▶ [DIRECTIONS FOR THIS TASK] Every record below should be transcribed exactly. Omit the images.

[Image-grounded pointing data]
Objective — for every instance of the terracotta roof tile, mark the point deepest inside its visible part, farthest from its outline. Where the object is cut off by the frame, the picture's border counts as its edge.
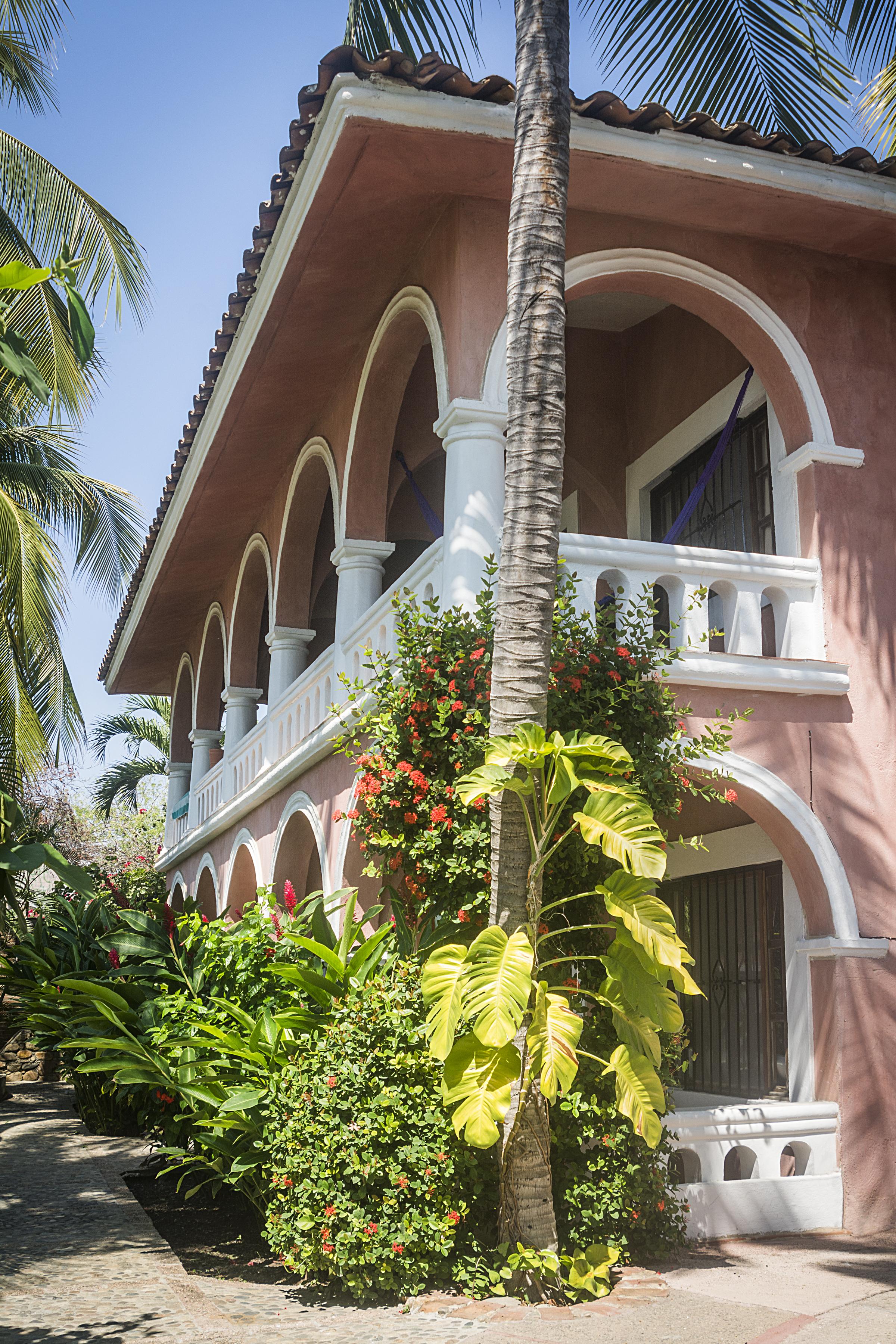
(437, 76)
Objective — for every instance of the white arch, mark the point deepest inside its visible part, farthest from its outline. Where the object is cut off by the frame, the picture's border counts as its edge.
(808, 827)
(303, 803)
(649, 261)
(175, 881)
(207, 862)
(409, 300)
(244, 838)
(186, 662)
(315, 448)
(256, 544)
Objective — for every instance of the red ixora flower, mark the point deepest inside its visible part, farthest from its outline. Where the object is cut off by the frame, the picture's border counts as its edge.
(289, 897)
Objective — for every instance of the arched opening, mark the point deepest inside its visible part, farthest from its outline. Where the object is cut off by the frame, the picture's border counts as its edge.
(242, 887)
(206, 894)
(249, 667)
(401, 394)
(182, 714)
(210, 681)
(416, 501)
(298, 858)
(307, 580)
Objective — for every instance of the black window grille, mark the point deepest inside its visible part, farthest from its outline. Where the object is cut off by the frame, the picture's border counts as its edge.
(735, 511)
(734, 927)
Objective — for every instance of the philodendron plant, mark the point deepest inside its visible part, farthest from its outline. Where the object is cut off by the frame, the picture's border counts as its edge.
(494, 984)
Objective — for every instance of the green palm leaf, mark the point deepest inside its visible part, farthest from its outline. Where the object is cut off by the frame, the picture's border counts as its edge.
(551, 1041)
(480, 1079)
(770, 62)
(625, 830)
(442, 986)
(499, 984)
(640, 1093)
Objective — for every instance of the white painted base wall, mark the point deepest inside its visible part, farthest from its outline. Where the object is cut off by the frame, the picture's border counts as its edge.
(759, 1207)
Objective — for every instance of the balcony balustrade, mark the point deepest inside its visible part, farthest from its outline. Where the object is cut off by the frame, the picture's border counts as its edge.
(739, 622)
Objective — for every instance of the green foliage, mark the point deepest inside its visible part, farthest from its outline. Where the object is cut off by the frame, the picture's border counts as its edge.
(373, 1191)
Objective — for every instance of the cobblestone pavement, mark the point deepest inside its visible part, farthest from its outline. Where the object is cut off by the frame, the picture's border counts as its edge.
(81, 1263)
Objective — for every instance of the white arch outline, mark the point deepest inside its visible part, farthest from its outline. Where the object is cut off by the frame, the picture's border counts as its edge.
(214, 611)
(257, 542)
(207, 862)
(319, 448)
(301, 802)
(186, 662)
(244, 838)
(808, 827)
(651, 261)
(409, 300)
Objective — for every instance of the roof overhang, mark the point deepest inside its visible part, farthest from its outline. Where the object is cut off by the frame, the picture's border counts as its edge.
(782, 199)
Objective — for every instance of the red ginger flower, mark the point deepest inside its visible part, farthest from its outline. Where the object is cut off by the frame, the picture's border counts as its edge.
(289, 897)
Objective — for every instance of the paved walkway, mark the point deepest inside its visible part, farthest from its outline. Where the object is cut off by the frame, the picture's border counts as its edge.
(80, 1261)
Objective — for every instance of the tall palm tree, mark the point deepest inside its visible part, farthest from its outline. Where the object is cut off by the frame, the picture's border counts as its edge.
(773, 62)
(45, 501)
(144, 722)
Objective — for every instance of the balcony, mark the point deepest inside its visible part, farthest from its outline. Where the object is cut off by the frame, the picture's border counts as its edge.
(768, 611)
(757, 603)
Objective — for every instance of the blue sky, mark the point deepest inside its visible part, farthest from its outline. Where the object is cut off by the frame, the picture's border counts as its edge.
(172, 115)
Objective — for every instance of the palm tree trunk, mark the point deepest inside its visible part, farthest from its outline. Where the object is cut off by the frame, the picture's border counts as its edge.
(534, 494)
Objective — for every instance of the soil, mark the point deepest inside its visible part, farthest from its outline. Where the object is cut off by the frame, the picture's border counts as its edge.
(215, 1237)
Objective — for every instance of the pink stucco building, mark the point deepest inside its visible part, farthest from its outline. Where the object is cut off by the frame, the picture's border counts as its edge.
(370, 319)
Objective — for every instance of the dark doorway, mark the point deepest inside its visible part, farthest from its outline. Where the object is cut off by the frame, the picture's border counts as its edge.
(734, 513)
(734, 927)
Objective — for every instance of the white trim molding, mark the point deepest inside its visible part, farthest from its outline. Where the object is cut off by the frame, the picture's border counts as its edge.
(301, 802)
(809, 454)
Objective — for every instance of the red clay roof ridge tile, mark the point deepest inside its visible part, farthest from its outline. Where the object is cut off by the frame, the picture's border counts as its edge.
(433, 74)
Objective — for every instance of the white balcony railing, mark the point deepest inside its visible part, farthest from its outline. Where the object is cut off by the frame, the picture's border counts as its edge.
(761, 603)
(757, 1167)
(210, 793)
(304, 706)
(758, 604)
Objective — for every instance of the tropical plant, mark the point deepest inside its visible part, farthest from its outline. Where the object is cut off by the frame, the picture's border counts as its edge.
(146, 724)
(22, 855)
(525, 1035)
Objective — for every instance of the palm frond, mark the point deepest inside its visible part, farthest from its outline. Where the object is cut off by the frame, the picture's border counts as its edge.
(413, 27)
(770, 62)
(123, 781)
(136, 728)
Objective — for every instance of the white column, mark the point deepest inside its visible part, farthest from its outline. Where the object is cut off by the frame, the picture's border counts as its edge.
(178, 787)
(473, 437)
(745, 635)
(288, 658)
(359, 566)
(203, 741)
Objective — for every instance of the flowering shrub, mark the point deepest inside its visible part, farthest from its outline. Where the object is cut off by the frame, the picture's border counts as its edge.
(371, 1190)
(429, 722)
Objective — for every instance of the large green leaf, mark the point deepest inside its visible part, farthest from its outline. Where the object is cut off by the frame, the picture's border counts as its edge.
(633, 1030)
(640, 1093)
(480, 1079)
(626, 831)
(648, 920)
(442, 984)
(590, 1269)
(644, 991)
(551, 1039)
(499, 984)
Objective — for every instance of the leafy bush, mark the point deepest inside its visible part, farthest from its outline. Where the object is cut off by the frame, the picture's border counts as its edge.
(371, 1187)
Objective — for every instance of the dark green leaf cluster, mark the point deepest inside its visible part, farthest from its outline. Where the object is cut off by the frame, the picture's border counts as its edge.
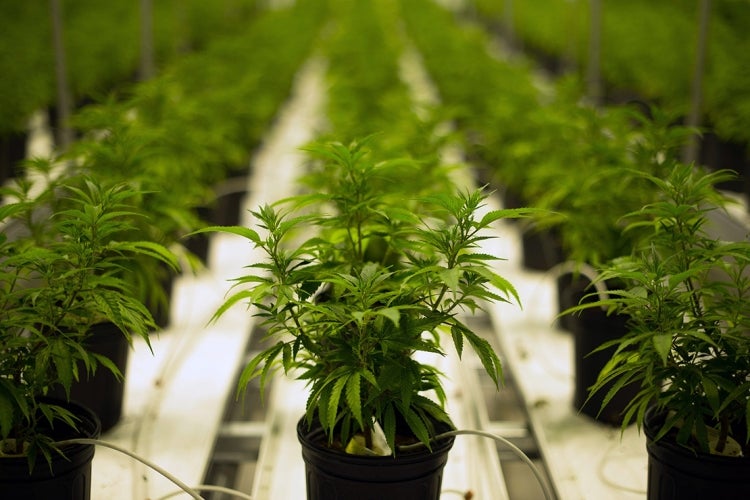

▶ [YOUR RESPONSE]
Objective — for every instance of the terracotta roof tile, mark the point deepest inside its visible part, farthest from its outline. Where the object is cut off by the frame, the picture's border counts as its edge.
(437, 76)
Objective — for every instance of the white arch, mark the point deepest inside its visible part, farthest from its outline. Where the object is cut off by the frame, the picture's border counts as its edge.
(808, 827)
(303, 803)
(649, 261)
(175, 881)
(207, 862)
(409, 300)
(244, 838)
(186, 662)
(315, 448)
(256, 544)
Objective — for every instance of the red ixora flower, mark the point deepest inside its visible part, farthest from its outline. Where the object is cut off by the frame, the picture's border counts as its edge.
(289, 897)
Objective — for every instance of the arched opening, mark the point deepest inside its visible part, farthest from its outline. Where the object is cut off by the frame, the picture's border counts as its edge.
(242, 887)
(206, 894)
(249, 667)
(401, 394)
(182, 714)
(210, 681)
(416, 501)
(298, 858)
(307, 580)
Objective — for every instance of the black window grille, mark the point deepest inside its visible part, farthest from its outline. Where the object is cut off by the frame, the picture's border counts as its edge.
(735, 511)
(734, 927)
Objective — for every instance of the philodendron plant, mark the point deepest inside its visible part, farthest from its outline. Where the object is cut off by the frame, the picture's border counts as its edge.
(494, 984)
Objective — for every instance of the green palm leaf, mark the point deepest inside its visible part, farthest from its outline. Where the object is cut off by the frame, the picture's border counts as its edge.
(551, 1041)
(480, 1079)
(770, 62)
(625, 830)
(442, 986)
(499, 984)
(640, 1093)
Objective — for every instance of the white painted base wall, mark the point deepest inside its visible part, farthest from its outline. Where the object is cut off by the frame, the picture's border counts as its edge.
(759, 1207)
Objective — for every instance of the balcony balustrade, mark the point deepest inside its visible part, farthest from its outline. Where the object is cut off by the frame, the picture's border counts as its edge.
(739, 622)
Objective — for every instance of the green foliage, mark the point deepest inside its visible part, farthest from its outline. Where the object is cut off by the frame, the picture's border counts as its edge.
(373, 1191)
Objective — for every instance of the cobblestone pavement, mark the point deepest inside its visible part, farthest from its outline. Where the object is cut off by the frame, the picture's border counts as its edge.
(81, 1263)
Objective — for every instance of the white arch outline, mark the point deepest inside its visible part, farthest from its outline. Where the object is cut off by the frame, the picture's border counts as its edge.
(214, 611)
(257, 542)
(207, 862)
(319, 448)
(301, 802)
(186, 662)
(244, 838)
(808, 827)
(651, 261)
(409, 300)
Objective — for every instance of the roof overhang, mark the point deepest inside its visible part, farthest from its outline. Where the object is cut off by the frame, the picture's border counts as its edge.
(782, 199)
Objective — for every instance of the red ginger flower, mark the point deepest inside its visible part, farthest from its outline. Where the object is cut off by the frame, the picture's border counts as its edge.
(289, 897)
Objective — for every instance of the paved walkway, mark the point deepest inside its visible part, farthest from its outline. Where the object is cut off by the frame, the picture's border counts as its edge.
(80, 1261)
Objective — for every instance of the tall palm tree, mark the point deepest inside its visible part, farthest from its outline. Where the object is cut off by the frame, the picture's border counts as its edge.
(773, 62)
(45, 501)
(144, 722)
Objective — for every instance of the balcony, mark the point deepest inside its visible part, farthest from its outline. Where the object is cut off by the frame, the picture's border counts as its edge.
(768, 611)
(757, 603)
Objective — for every instance of the blue sky, mark the point deepest inside its visible part, farthest from its outline. Where the object is cut off by the frame, the picture's border counts as its edge.
(172, 115)
Objective — for every instance of the palm tree trunk, mark the point deepest inside its visible part, farthest from its outline. Where the object is cut off by the frame, the picture's border counts as its edge.
(534, 494)
Objective — for every instance of the soil, mark the point deepest inside its visible part, farthest from its outline. Where the object is cut off by the frame, the picture's border counts as its edge.
(215, 1237)
Objective — for every instance of the pink stucco building, mark the point deepest inside its visible part, farthest from its outline. Where the object is cut off by the frame, the picture's border counts as its edge.
(370, 319)
Objective — for every instance of the dark doorway, mark the point deepest inside its visible part, farthest from its outline. Where the object is cut off by the frame, the picture's border counts as its edge.
(734, 513)
(734, 927)
Objective — for every instance of the white trim molding, mark the point deepest inside its visible part, farthest from its outline. Where the object is cut off by the frame, the picture's border counts as its edge.
(301, 802)
(809, 454)
Objective — for every instance of the red clay roof ridge tile, mark the point deepest inside its visible part, farthest from its outline. Where the object is cut off by the frame, the picture's border counts as its edge.
(433, 74)
Objective — for every instance of the white balcony railing, mark the point deepest inside its visible part, farthest from its outline. Where the object is cut off by the frame, the picture's border counts as its edge.
(761, 603)
(757, 1167)
(210, 793)
(304, 706)
(758, 604)
Objective — for every instance of the tropical plant, mark the point deepest inside its visible part, farthest from its outline. Where the object is cut off by the frame, the picture's border counts as its edge.
(146, 724)
(22, 855)
(525, 1035)
Objective — for every instance of the palm frond, mark the point deepest inside its visible part, farthest from its outline. Where the object is cut off by the frame, the picture's border counts as its edge.
(413, 27)
(770, 62)
(123, 781)
(136, 728)
Objective — for every instance of the white column, mark the point deepest inside its visible part, farthest from its outline. Where the object is cut off by the frame, the picture's border counts as its edge.
(178, 787)
(473, 437)
(745, 635)
(288, 658)
(359, 566)
(203, 741)
Objective — for every instance of the flowering shrub, mark the point deepest inside its visible part, farthest from its outline. Where the object is cut off by the frame, the picture's border counts as its edge.
(371, 1190)
(429, 722)
Objective — for every instance of the large green leaf, mark the point deepest inside its visible part, farthest from its outline. Where the object is cut off by the frame, the picture's border counts as its edge.
(633, 1030)
(640, 1093)
(480, 1079)
(626, 831)
(648, 920)
(442, 984)
(590, 1269)
(644, 991)
(551, 1039)
(499, 984)
Objective — for every instance of the leafy bush, mark the point deepest inside its visible part, farthest from its outline. Where the object is cut off by the frame, the picture's border counts as its edge.
(371, 1187)
Objective — for every instance of the dark green leaf cluster, mark the point deepest inside its visible part, farthest from its outline. Where the object is cut off by the frame, the picture's border counts as its edge.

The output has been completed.